Segment Open
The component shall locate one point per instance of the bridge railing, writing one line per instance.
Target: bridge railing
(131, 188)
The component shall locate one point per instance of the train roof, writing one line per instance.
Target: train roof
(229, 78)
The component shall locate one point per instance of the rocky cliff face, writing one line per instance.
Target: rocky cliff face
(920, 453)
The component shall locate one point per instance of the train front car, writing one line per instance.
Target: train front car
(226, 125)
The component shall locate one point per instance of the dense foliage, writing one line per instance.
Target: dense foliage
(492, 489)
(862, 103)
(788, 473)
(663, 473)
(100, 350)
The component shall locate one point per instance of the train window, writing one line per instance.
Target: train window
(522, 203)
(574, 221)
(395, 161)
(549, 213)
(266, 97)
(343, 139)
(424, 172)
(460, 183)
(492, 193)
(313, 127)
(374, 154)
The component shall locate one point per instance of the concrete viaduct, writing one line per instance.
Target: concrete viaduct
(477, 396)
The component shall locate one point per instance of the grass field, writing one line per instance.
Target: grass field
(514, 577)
Segment Closed
▸ **ABOUT THIS TASK**
The material is to be written out once more, exactly and in full.

▸ **ANSWER BELOW**
The component shall locate one point per instance of the bridge railing, writing one line per instance.
Target: bridge railing
(131, 188)
The component shall locate one point per instance of the train roof, writing one line per instance.
Target: train roof
(229, 78)
The component shall locate one point per instance of the rocky cliff face, writing one line per instance.
Target: rocky cliff face
(920, 453)
The component shall locate one point per instance of the train front car, writing one line per instance.
Target: train front car
(226, 125)
The component shall locate one point per instance of the dense foliage, writing one line per instance.
Target: dense foliage
(492, 489)
(862, 103)
(788, 473)
(663, 473)
(100, 350)
The component shall locate one point per instance of the train window, writing one line per instance.
Target: train window
(522, 203)
(574, 221)
(395, 161)
(549, 213)
(266, 97)
(343, 139)
(424, 172)
(460, 183)
(492, 193)
(313, 127)
(374, 154)
The component shall locate one point per instance of the concrete viaduct, writing one line per instance.
Target: concrete viaduct
(477, 396)
The component shall locate one point per instance of the grass field, writing one line per instance.
Target: grass field
(514, 577)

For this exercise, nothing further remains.